RECORDS PROVIDED section start
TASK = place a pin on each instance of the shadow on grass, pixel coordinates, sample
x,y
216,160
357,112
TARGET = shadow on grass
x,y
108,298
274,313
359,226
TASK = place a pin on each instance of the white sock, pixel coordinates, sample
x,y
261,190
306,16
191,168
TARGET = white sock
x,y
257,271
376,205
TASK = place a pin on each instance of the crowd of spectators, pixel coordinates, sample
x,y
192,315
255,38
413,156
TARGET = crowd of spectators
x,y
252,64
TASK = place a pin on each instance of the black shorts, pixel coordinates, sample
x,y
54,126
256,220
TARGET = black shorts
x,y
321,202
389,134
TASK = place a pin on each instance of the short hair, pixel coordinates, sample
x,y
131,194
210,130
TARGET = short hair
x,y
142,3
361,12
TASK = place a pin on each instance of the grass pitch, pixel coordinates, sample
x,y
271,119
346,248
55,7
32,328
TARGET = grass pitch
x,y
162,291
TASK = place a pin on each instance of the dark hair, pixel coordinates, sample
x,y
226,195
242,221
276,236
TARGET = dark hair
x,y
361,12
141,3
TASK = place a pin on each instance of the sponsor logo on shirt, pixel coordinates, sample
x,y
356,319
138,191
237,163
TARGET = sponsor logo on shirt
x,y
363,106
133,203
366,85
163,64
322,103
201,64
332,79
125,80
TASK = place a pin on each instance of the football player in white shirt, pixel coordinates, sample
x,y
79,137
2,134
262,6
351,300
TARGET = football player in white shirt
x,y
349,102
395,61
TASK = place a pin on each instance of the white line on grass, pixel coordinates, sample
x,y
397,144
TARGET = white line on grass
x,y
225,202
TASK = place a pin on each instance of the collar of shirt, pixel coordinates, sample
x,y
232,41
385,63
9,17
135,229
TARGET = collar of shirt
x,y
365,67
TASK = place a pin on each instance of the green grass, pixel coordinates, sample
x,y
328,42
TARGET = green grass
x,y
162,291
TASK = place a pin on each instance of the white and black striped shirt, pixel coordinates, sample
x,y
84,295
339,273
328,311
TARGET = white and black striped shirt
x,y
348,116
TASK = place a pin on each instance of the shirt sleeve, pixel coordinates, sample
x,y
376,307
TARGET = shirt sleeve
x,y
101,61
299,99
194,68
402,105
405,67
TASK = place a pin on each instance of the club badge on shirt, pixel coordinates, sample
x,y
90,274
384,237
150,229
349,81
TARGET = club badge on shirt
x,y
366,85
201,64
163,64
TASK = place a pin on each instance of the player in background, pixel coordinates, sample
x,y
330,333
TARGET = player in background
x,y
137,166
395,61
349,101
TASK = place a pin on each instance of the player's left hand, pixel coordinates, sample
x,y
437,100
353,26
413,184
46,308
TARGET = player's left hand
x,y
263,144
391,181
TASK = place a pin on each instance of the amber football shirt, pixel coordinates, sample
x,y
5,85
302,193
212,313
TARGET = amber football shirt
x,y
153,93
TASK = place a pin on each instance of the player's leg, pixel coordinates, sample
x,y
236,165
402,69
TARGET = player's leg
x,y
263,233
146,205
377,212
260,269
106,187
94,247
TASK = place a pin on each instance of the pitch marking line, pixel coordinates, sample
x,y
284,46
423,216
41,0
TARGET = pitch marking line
RECORDS PROVIDED section end
_WHAT THE EXERCISE ASKS_. Which lines of the data contain the string "marking"? Copy each of them.

_OUTPUT OF THE EXERCISE_.
TASK = place a pin on each instance of the pitch marking line, pixel coordinates, sample
TARGET = pitch marking line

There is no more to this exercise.